(Rows from a pointing dataset)

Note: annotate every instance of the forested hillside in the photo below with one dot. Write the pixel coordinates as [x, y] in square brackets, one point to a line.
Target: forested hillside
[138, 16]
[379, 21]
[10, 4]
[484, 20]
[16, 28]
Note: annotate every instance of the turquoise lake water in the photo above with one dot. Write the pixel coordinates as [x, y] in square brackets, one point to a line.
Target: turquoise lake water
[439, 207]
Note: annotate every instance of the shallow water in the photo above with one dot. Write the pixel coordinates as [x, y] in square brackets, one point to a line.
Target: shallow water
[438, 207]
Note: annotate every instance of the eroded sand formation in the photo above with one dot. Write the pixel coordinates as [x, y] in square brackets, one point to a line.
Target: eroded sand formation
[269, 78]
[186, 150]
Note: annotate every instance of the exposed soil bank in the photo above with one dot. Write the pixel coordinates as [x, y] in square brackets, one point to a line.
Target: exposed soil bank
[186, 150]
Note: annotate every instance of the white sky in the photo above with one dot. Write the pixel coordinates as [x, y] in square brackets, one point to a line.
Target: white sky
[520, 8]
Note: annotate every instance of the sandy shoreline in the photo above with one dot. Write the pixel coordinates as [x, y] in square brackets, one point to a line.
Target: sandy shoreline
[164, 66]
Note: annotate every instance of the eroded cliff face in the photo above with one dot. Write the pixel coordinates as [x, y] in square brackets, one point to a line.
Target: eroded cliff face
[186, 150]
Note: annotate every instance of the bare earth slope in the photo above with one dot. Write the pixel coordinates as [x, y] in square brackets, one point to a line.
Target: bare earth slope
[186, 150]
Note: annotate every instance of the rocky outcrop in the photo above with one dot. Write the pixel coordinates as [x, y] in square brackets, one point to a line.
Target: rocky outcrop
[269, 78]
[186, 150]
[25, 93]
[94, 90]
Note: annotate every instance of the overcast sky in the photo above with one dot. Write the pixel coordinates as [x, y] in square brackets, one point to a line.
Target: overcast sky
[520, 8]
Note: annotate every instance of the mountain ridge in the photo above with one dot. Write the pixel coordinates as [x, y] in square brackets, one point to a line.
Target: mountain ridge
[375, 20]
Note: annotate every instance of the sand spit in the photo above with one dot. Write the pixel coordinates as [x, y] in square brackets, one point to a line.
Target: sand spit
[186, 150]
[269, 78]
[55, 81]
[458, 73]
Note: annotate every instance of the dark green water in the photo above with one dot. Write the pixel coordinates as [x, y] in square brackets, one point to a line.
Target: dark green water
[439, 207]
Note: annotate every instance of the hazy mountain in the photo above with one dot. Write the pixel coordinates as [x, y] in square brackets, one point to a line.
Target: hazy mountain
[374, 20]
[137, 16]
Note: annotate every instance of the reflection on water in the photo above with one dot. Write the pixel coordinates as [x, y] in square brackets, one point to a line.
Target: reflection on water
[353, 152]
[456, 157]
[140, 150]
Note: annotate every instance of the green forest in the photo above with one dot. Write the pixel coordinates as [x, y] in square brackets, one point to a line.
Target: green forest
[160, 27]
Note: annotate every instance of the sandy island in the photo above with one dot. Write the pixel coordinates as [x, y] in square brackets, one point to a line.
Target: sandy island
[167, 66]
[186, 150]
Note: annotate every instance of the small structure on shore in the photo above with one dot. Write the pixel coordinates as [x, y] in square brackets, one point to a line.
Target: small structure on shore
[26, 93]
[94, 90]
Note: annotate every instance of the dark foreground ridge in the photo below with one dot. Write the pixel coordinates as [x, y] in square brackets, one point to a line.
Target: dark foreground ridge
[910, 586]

--- TASK REQUIREMENTS ---
Recast every row above as a two-column CSV with the headers instruction and points. Put each row's text and its answer in one quoted field apiece, with line breaks turned into spaces.

--- THE SOLUTION ---
instruction,points
"Note: annotate every instance of the forested hillside in the photo below with one dot. Write the pixel coordinates as [x, y] in square brackets, one point to a line. Target: forested hillside","[138, 16] [379, 21] [10, 4] [484, 20] [16, 28]"
"Note: annotate every instance of the turquoise lake water in the photo above with one dot. Write the pixel coordinates as [x, y] in square brackets, one point to a line. Target: turquoise lake water","[439, 207]"
"Note: annotate every instance of the shallow water in the photo above with one dot. Write the pixel coordinates as [x, y] in square brackets, one point to a line. Target: shallow water","[438, 207]"
"Note: annotate every instance of the eroded sand formation in the photo above with one dot. Write the pixel coordinates as [x, y] in square brackets, one point to a line. Target: eroded sand formation","[269, 78] [186, 150]"
"Note: annotate every instance of the exposed soil bank in the photo above with one dot. Write the pixel coordinates as [x, y] in square brackets, one point to a line. Target: exposed soil bank","[186, 150]"
"Note: annotate every instance of the white sky in the photo above with one dot. Write the pixel coordinates as [x, y] in square brackets, one point to a line. Target: white sky","[520, 8]"
"Note: annotate every instance of the sandy shoreline in the photo above with one dot. Write the pixel coordinates as [x, y] in square brackets, one point to a line. Target: sandy shoreline","[164, 66]"
"Note: annotate every instance of the eroded cliff face in the photo above with one dot. Write the pixel coordinates as [x, y] in square brackets, one point to a line. Target: eroded cliff face","[186, 150]"
"Note: annotate every instance of the bare earth slope in the photo above with one dot. Write the pixel coordinates as [x, y] in square brackets, one point to a line. Target: bare earth slope","[186, 150]"
"Note: annotate every instance of the rocky outcrop in the photo above with one dot. Write the pixel coordinates as [x, y] in square brackets, one point to a line. Target: rocky outcrop","[269, 78] [186, 150] [25, 93] [94, 90]"
"Note: annotate every instance of the overcast sky in the photo above with one dot. Write the pixel coordinates as [x, y] in square brackets, one point to a line. Target: overcast sky","[520, 8]"
"Note: annotate every instance of the mountain ridge in the photo above with one dot. Write the pixel coordinates as [x, y] in square brackets, one point to a line. Target: mountain ridge","[375, 20]"
"Note: annotate every instance of the sand spit in the photo above with one dot. Write the pixel coordinates as [x, y] in square brackets, one point to a line. Target: sand spit","[186, 150] [269, 78] [55, 81] [458, 73]"
"Note: annotate every instance of the dark green water in the photo above with one dot. Write the pixel coordinates as [x, y] in square brackets, one point to a line. Target: dark green water","[439, 207]"
"Note: annotate every instance of the hazy mountain in the photo above with one dot. Write the pixel coordinates as [x, y] in square brackets, one point to a line. Target: hazy mountain","[374, 20] [137, 16]"
"Note: annotate every instance of the reflection on water in the photo above with one dot. Write the pixel coordinates as [x, y] in square brackets, one point to a line. Target: reflection on water","[353, 152] [456, 157] [140, 150]"
"Note: annotate every instance of the green forest in the photo above with one dot. Write the pixel coordinates as [x, y] in square brackets, one point to a line. Target: green forest","[160, 27]"
"Note: annotate every instance of the sandy island in the photo above with one dot. Write the pixel coordinates as [x, y] in square brackets, one point to a line. Target: sandy island","[167, 66] [186, 150]"
"Note: annotate every instance of the small structure on shore in the photo above with one dot. Write the pixel coordinates as [x, y] in square brackets, one point to a line. Target: small structure on shore","[26, 93] [94, 90]"
"Note: annotate every instance of the dark foreground ridge in the photo below with one dot. Write the pixel coordinates as [x, y] in square brackets, one point to a line. Target: dark foreground ridge","[910, 586]"